Directions for this task —
The answer must consist of every line in the records that contains the word "blue".

[Start of Attachment]

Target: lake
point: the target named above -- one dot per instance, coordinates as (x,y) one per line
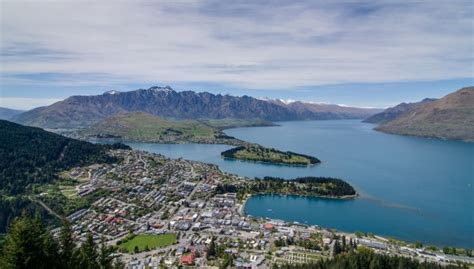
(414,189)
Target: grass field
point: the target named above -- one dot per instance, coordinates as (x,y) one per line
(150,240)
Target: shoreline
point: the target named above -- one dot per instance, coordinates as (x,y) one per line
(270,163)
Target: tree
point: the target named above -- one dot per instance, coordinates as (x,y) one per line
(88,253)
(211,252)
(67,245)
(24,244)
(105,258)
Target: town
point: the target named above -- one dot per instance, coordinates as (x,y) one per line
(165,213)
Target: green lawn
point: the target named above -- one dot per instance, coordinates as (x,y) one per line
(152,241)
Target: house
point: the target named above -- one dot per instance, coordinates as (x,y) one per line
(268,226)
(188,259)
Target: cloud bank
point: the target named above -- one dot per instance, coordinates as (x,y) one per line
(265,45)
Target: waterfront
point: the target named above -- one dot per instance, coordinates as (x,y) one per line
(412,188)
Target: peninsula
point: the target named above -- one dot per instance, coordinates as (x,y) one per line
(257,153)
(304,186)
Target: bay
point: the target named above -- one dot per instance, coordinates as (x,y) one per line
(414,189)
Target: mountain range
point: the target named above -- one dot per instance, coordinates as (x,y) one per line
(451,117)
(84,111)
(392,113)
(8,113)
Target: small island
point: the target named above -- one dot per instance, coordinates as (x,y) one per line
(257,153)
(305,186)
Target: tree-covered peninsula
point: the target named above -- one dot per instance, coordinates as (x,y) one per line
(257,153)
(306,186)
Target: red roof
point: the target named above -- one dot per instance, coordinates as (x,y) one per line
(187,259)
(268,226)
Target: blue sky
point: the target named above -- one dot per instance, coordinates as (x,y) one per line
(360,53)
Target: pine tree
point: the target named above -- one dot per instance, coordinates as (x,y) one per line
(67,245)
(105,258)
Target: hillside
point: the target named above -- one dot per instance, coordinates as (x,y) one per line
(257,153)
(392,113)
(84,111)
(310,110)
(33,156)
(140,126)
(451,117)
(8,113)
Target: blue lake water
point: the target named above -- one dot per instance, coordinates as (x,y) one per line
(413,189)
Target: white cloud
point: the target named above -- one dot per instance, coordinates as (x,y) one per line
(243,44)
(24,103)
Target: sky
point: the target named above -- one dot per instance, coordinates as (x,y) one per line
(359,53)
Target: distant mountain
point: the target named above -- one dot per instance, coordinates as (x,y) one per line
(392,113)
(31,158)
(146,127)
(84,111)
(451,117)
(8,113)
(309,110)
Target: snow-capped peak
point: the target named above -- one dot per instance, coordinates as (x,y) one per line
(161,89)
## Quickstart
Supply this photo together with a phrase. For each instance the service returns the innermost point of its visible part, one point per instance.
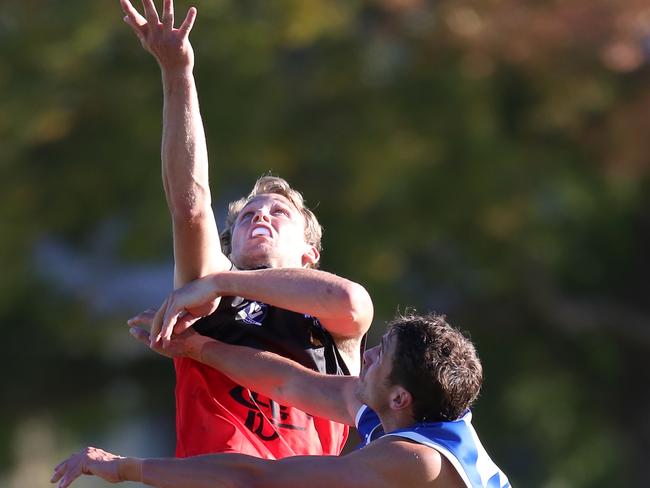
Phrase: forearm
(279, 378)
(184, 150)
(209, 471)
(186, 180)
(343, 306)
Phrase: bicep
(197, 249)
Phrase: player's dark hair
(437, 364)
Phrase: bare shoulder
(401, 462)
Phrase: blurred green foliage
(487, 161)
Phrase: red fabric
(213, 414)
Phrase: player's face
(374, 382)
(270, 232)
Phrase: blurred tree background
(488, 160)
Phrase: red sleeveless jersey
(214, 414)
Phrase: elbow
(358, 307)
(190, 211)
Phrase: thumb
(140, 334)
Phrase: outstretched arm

[End of Attachment]

Written solution —
Target: blue sky
Target: blue lake water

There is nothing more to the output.